[Material to process Boundary: Start]

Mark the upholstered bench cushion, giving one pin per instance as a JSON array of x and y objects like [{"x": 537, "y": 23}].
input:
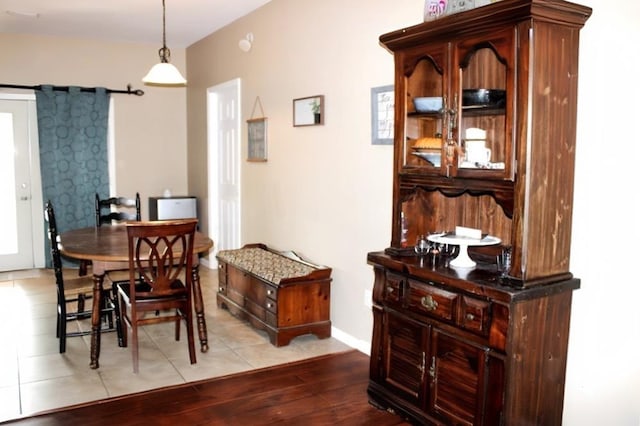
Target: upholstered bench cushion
[{"x": 269, "y": 266}]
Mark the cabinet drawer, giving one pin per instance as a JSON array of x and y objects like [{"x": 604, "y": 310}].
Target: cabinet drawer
[
  {"x": 393, "y": 288},
  {"x": 271, "y": 306},
  {"x": 431, "y": 300},
  {"x": 222, "y": 274},
  {"x": 475, "y": 315},
  {"x": 271, "y": 291}
]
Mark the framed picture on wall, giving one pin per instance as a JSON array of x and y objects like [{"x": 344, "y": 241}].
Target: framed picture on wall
[
  {"x": 308, "y": 111},
  {"x": 382, "y": 115},
  {"x": 257, "y": 139}
]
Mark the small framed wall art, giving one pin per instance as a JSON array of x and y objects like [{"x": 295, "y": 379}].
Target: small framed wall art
[
  {"x": 257, "y": 136},
  {"x": 308, "y": 111},
  {"x": 382, "y": 115}
]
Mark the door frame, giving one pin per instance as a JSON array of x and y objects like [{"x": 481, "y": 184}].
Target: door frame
[
  {"x": 37, "y": 203},
  {"x": 214, "y": 160}
]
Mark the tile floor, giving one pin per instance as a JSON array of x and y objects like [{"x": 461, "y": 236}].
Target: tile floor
[{"x": 35, "y": 377}]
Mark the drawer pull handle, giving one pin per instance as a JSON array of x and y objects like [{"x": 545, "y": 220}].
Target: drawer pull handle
[{"x": 429, "y": 302}]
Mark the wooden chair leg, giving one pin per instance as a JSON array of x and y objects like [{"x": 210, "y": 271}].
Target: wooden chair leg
[
  {"x": 81, "y": 303},
  {"x": 82, "y": 270},
  {"x": 116, "y": 311},
  {"x": 134, "y": 345},
  {"x": 62, "y": 331},
  {"x": 190, "y": 339}
]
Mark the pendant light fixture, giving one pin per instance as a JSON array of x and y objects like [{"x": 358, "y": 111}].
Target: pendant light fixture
[{"x": 164, "y": 73}]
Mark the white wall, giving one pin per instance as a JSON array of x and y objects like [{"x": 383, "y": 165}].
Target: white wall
[
  {"x": 326, "y": 191},
  {"x": 603, "y": 372}
]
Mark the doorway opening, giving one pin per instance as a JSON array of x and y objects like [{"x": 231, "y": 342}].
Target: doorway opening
[{"x": 224, "y": 148}]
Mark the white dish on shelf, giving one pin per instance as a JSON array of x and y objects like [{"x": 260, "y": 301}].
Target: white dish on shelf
[{"x": 463, "y": 260}]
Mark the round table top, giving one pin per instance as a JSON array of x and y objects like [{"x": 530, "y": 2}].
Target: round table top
[{"x": 109, "y": 243}]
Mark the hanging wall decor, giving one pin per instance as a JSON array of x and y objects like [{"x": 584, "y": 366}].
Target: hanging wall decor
[
  {"x": 308, "y": 111},
  {"x": 257, "y": 135},
  {"x": 382, "y": 115}
]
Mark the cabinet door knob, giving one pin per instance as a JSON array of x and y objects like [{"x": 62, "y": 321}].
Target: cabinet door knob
[{"x": 429, "y": 302}]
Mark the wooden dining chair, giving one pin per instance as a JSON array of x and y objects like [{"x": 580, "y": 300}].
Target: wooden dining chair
[
  {"x": 76, "y": 290},
  {"x": 160, "y": 280}
]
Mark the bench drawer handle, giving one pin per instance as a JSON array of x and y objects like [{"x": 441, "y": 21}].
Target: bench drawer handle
[{"x": 429, "y": 303}]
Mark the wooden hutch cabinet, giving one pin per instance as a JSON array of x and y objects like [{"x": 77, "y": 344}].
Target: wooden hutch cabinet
[{"x": 474, "y": 346}]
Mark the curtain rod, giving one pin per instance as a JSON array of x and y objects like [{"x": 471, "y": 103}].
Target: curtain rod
[{"x": 129, "y": 91}]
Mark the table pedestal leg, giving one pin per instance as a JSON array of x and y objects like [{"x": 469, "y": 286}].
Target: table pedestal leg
[
  {"x": 199, "y": 308},
  {"x": 95, "y": 320}
]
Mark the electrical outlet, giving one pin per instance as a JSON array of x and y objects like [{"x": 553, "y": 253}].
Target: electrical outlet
[{"x": 367, "y": 298}]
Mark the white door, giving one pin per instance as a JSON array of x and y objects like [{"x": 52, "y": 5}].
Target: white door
[
  {"x": 224, "y": 134},
  {"x": 21, "y": 242}
]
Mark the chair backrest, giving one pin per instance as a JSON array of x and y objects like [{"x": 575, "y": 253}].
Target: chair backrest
[
  {"x": 159, "y": 252},
  {"x": 119, "y": 203},
  {"x": 56, "y": 259}
]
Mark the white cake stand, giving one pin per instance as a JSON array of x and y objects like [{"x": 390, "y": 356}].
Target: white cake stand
[{"x": 463, "y": 260}]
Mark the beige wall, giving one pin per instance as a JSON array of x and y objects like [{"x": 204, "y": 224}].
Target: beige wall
[
  {"x": 150, "y": 131},
  {"x": 326, "y": 191}
]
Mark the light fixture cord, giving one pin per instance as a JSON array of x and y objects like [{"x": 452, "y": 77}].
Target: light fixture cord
[{"x": 164, "y": 52}]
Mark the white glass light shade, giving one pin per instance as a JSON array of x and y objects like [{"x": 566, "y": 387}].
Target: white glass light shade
[{"x": 164, "y": 74}]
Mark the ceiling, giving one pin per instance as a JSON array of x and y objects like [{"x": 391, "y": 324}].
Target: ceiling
[{"x": 136, "y": 21}]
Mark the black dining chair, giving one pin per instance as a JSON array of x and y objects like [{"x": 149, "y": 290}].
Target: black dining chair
[
  {"x": 76, "y": 290},
  {"x": 117, "y": 209},
  {"x": 113, "y": 209},
  {"x": 160, "y": 280}
]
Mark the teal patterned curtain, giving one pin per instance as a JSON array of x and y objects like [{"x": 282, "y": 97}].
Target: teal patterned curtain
[{"x": 72, "y": 129}]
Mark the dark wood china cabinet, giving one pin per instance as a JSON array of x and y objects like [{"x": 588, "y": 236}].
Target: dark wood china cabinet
[{"x": 474, "y": 346}]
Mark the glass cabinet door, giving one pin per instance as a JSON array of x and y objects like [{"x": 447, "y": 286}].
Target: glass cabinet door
[
  {"x": 485, "y": 87},
  {"x": 425, "y": 106}
]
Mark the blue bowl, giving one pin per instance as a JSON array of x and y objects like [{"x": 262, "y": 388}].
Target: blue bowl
[{"x": 427, "y": 104}]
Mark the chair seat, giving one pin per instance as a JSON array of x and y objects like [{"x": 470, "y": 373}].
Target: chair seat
[
  {"x": 78, "y": 285},
  {"x": 143, "y": 287}
]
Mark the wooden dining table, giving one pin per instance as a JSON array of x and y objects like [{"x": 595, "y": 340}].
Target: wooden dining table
[{"x": 107, "y": 248}]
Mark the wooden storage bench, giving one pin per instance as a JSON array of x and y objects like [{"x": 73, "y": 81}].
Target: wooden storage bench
[{"x": 276, "y": 292}]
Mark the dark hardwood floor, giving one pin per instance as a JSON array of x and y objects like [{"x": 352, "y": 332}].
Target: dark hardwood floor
[{"x": 328, "y": 390}]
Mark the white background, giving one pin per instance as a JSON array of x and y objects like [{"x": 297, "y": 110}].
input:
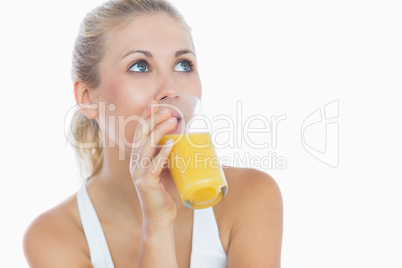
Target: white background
[{"x": 279, "y": 58}]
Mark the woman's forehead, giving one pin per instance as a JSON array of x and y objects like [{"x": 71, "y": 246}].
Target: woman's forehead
[{"x": 157, "y": 33}]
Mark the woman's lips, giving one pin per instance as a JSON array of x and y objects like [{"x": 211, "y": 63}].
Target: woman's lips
[{"x": 176, "y": 129}]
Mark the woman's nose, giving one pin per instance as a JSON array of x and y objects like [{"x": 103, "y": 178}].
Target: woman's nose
[{"x": 167, "y": 87}]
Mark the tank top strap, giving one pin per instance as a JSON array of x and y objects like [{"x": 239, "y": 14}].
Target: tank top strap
[
  {"x": 99, "y": 251},
  {"x": 207, "y": 249}
]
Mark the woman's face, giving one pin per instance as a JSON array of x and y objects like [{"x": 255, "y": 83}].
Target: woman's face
[{"x": 153, "y": 57}]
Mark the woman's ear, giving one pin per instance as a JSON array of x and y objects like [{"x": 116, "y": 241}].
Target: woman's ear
[{"x": 83, "y": 100}]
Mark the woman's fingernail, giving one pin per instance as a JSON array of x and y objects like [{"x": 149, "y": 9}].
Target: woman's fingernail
[
  {"x": 169, "y": 142},
  {"x": 171, "y": 120}
]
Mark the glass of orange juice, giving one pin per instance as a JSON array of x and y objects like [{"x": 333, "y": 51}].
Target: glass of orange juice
[{"x": 193, "y": 161}]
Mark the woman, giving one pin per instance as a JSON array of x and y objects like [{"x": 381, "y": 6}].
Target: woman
[{"x": 130, "y": 53}]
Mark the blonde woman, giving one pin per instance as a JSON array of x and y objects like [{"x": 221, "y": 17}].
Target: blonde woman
[{"x": 128, "y": 54}]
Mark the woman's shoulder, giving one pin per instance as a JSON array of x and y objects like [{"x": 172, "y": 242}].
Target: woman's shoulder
[
  {"x": 55, "y": 238},
  {"x": 248, "y": 184},
  {"x": 252, "y": 195}
]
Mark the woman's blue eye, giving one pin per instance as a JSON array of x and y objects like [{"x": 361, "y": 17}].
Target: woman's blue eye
[
  {"x": 182, "y": 66},
  {"x": 139, "y": 67}
]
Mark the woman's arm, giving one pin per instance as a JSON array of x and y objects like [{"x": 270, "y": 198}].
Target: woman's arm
[
  {"x": 256, "y": 236},
  {"x": 157, "y": 247}
]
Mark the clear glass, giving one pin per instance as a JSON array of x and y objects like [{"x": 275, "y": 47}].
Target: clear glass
[{"x": 193, "y": 161}]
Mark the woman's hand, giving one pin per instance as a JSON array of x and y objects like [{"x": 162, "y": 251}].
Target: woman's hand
[{"x": 158, "y": 206}]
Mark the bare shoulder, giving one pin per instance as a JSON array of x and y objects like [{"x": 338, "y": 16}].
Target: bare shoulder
[
  {"x": 256, "y": 216},
  {"x": 251, "y": 185},
  {"x": 55, "y": 238}
]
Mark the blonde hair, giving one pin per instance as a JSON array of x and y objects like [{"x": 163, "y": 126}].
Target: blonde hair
[{"x": 88, "y": 52}]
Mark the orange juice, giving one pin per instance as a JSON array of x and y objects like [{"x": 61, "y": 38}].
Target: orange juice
[{"x": 196, "y": 172}]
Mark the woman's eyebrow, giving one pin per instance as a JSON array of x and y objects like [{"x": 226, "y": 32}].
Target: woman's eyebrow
[
  {"x": 146, "y": 53},
  {"x": 149, "y": 54},
  {"x": 182, "y": 52}
]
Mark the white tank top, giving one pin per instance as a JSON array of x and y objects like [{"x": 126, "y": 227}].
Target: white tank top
[{"x": 207, "y": 250}]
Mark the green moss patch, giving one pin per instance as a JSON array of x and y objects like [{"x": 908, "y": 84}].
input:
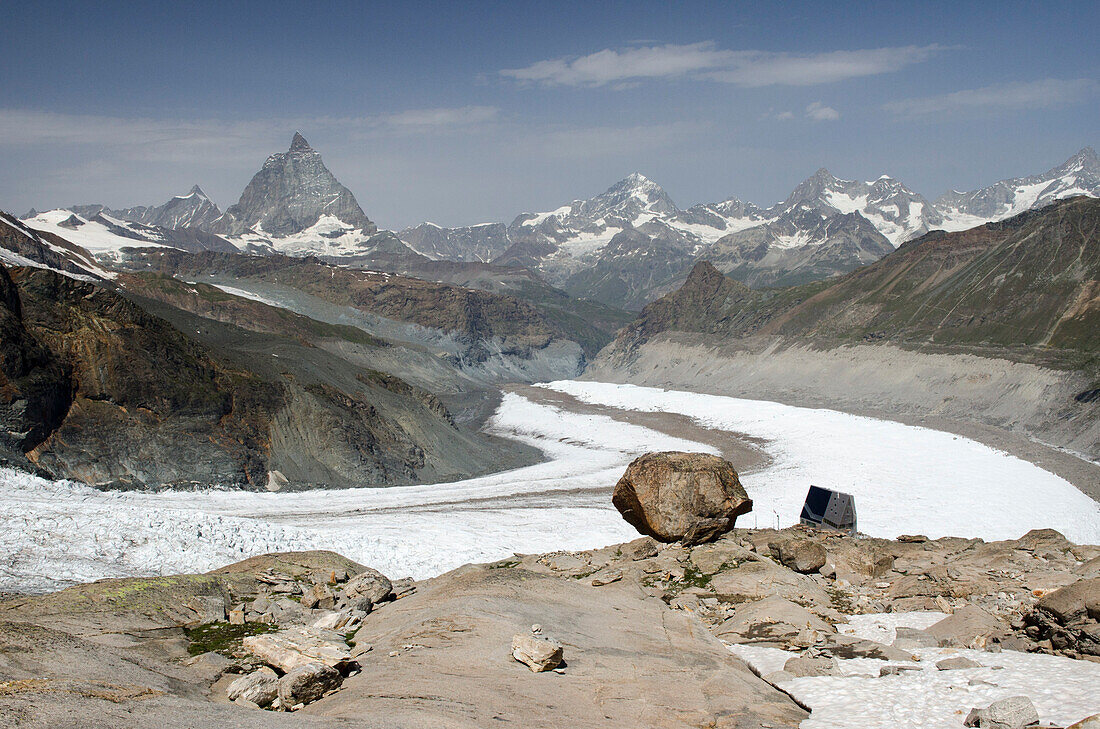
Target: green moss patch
[{"x": 222, "y": 637}]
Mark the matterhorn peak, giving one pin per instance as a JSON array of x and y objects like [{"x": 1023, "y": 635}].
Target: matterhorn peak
[{"x": 299, "y": 143}]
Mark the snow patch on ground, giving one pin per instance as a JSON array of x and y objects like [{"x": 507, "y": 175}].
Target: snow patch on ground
[
  {"x": 1062, "y": 689},
  {"x": 905, "y": 478}
]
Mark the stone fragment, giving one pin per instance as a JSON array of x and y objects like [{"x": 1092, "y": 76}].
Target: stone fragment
[
  {"x": 967, "y": 627},
  {"x": 675, "y": 496},
  {"x": 803, "y": 555},
  {"x": 307, "y": 683},
  {"x": 371, "y": 584},
  {"x": 641, "y": 549},
  {"x": 260, "y": 687},
  {"x": 288, "y": 649},
  {"x": 770, "y": 620},
  {"x": 800, "y": 666},
  {"x": 606, "y": 577},
  {"x": 537, "y": 652},
  {"x": 911, "y": 639},
  {"x": 1013, "y": 713},
  {"x": 320, "y": 596}
]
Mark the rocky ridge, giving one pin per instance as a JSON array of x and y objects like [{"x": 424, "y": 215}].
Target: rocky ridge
[{"x": 327, "y": 638}]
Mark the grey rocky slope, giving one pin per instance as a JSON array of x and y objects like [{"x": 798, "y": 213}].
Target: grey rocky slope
[
  {"x": 630, "y": 244},
  {"x": 139, "y": 384},
  {"x": 644, "y": 627}
]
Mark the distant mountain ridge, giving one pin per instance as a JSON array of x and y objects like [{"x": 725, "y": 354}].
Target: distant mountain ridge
[
  {"x": 623, "y": 247},
  {"x": 826, "y": 227}
]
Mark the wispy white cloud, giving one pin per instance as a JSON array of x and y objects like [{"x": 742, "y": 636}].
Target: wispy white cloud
[
  {"x": 174, "y": 139},
  {"x": 748, "y": 68},
  {"x": 817, "y": 111},
  {"x": 1000, "y": 97},
  {"x": 442, "y": 118}
]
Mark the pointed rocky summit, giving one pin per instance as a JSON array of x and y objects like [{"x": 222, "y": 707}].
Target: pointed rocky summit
[{"x": 289, "y": 195}]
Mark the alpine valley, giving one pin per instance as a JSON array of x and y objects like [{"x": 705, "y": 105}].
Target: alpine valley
[{"x": 286, "y": 342}]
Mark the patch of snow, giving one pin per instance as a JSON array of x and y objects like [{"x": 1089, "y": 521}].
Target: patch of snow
[
  {"x": 1062, "y": 689},
  {"x": 246, "y": 295}
]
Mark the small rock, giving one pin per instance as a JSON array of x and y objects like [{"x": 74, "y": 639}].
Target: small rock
[
  {"x": 641, "y": 549},
  {"x": 1013, "y": 713},
  {"x": 803, "y": 555},
  {"x": 259, "y": 687},
  {"x": 800, "y": 666},
  {"x": 536, "y": 652},
  {"x": 956, "y": 663},
  {"x": 319, "y": 596},
  {"x": 911, "y": 639},
  {"x": 307, "y": 683},
  {"x": 606, "y": 578},
  {"x": 371, "y": 584}
]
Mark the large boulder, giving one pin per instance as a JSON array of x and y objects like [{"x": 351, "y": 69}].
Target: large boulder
[
  {"x": 260, "y": 687},
  {"x": 675, "y": 496},
  {"x": 307, "y": 683}
]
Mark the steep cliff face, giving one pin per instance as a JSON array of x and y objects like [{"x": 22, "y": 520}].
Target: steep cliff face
[{"x": 99, "y": 389}]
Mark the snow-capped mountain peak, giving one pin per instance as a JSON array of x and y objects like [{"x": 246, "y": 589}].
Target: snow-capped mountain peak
[
  {"x": 1079, "y": 175},
  {"x": 299, "y": 144}
]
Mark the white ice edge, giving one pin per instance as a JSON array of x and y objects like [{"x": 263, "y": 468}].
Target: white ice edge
[
  {"x": 1062, "y": 689},
  {"x": 905, "y": 478}
]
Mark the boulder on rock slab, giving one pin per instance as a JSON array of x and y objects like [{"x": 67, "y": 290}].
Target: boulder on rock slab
[
  {"x": 288, "y": 649},
  {"x": 537, "y": 652},
  {"x": 969, "y": 626},
  {"x": 770, "y": 620},
  {"x": 319, "y": 596},
  {"x": 1013, "y": 713},
  {"x": 803, "y": 555},
  {"x": 369, "y": 584},
  {"x": 307, "y": 683},
  {"x": 261, "y": 687},
  {"x": 675, "y": 496}
]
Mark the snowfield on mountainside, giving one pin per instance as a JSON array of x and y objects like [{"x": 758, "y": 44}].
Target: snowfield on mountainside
[{"x": 905, "y": 479}]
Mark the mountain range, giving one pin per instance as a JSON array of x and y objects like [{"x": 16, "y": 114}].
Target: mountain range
[
  {"x": 623, "y": 247},
  {"x": 998, "y": 324},
  {"x": 630, "y": 243}
]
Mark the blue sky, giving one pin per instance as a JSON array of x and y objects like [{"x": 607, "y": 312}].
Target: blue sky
[{"x": 469, "y": 112}]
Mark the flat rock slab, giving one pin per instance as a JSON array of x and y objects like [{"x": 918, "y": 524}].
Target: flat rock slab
[{"x": 442, "y": 658}]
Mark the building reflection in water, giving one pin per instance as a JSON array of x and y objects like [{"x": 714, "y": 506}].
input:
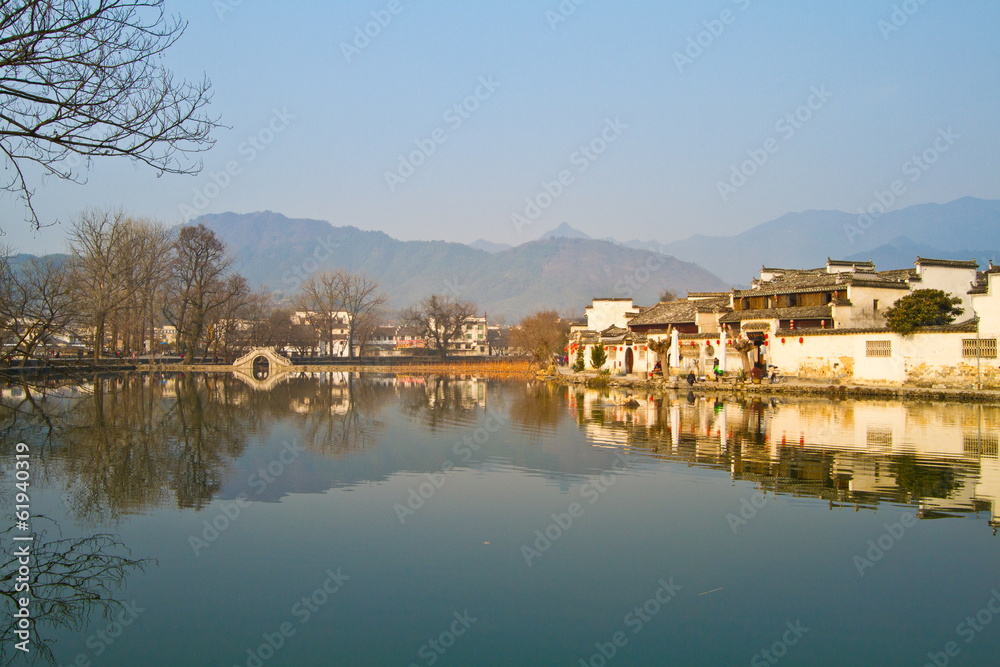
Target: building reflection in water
[
  {"x": 124, "y": 443},
  {"x": 939, "y": 457}
]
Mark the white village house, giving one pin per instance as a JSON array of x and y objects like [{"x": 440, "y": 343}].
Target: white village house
[{"x": 825, "y": 323}]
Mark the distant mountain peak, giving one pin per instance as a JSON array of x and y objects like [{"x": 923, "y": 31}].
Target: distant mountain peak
[{"x": 564, "y": 230}]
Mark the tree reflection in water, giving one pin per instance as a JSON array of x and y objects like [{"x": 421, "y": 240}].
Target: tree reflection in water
[{"x": 73, "y": 579}]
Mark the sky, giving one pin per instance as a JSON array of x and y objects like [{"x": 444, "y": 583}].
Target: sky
[{"x": 500, "y": 119}]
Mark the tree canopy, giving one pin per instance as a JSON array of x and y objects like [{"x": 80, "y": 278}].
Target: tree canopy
[
  {"x": 440, "y": 319},
  {"x": 921, "y": 308},
  {"x": 541, "y": 335},
  {"x": 87, "y": 79}
]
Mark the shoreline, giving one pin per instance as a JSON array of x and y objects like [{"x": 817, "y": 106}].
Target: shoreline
[{"x": 794, "y": 387}]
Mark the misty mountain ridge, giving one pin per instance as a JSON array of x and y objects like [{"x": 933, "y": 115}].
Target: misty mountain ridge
[{"x": 560, "y": 273}]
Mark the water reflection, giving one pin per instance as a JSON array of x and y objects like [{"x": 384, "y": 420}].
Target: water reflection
[
  {"x": 940, "y": 457},
  {"x": 74, "y": 579},
  {"x": 126, "y": 443}
]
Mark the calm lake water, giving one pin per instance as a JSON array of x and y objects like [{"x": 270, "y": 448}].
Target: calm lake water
[{"x": 336, "y": 519}]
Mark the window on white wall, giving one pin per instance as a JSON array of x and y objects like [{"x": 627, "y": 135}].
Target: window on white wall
[
  {"x": 878, "y": 348},
  {"x": 987, "y": 348}
]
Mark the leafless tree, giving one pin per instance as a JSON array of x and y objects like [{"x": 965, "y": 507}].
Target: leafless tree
[
  {"x": 320, "y": 298},
  {"x": 362, "y": 300},
  {"x": 331, "y": 297},
  {"x": 440, "y": 319},
  {"x": 87, "y": 79},
  {"x": 198, "y": 286},
  {"x": 100, "y": 242},
  {"x": 36, "y": 305}
]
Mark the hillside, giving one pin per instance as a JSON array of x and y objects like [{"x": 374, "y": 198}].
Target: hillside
[{"x": 560, "y": 273}]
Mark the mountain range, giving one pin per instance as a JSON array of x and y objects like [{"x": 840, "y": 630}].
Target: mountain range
[
  {"x": 966, "y": 228},
  {"x": 560, "y": 273}
]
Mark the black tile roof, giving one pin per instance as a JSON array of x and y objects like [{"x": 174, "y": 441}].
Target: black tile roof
[
  {"x": 953, "y": 263},
  {"x": 793, "y": 313}
]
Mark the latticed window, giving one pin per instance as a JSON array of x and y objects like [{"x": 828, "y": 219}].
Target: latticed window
[
  {"x": 987, "y": 348},
  {"x": 878, "y": 348}
]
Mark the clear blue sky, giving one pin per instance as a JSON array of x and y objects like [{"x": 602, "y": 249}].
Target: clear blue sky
[{"x": 681, "y": 126}]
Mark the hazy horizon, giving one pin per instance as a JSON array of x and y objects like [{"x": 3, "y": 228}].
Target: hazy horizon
[{"x": 452, "y": 121}]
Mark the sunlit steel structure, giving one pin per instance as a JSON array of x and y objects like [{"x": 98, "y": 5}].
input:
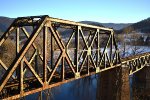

[Material to process Boundary: End]

Directions: From the material above, reproduce only what runs from the line holding "Mark the white background, giving" down to the line holding "Mark the woman's ear, giving", both included, pictures excluded.

Response to this exercise:
Mark the white background, giving one pin per instance as a JSON array of x and y objects like [{"x": 297, "y": 110}].
input:
Target: white background
[{"x": 279, "y": 58}]
Mark the woman's forehead, giving one pin per instance as a JSON array of x and y objects like [{"x": 71, "y": 246}].
Target: woman's forehead
[{"x": 157, "y": 33}]
Mark the woman's lips, giving one pin per instance as a JSON array of x and y objects like [{"x": 211, "y": 63}].
Target: woman's lips
[{"x": 176, "y": 129}]
Mark the woman's nose, giving one pin per instance as a JSON array of x and y objects like [{"x": 103, "y": 178}].
Target: woman's nose
[{"x": 167, "y": 87}]
Mark the tank top strap, giving one pin per instance as a JSON array of x and y objects like [{"x": 239, "y": 14}].
Target: tank top strap
[
  {"x": 99, "y": 251},
  {"x": 207, "y": 249}
]
Mark the woman's face, giving one pin per instance as a JSON array of x and y objects like [{"x": 255, "y": 83}].
Target: woman's face
[{"x": 153, "y": 57}]
Mark the woman's ear, giving one pin per instance as a JSON array of x and y objects like [{"x": 116, "y": 241}].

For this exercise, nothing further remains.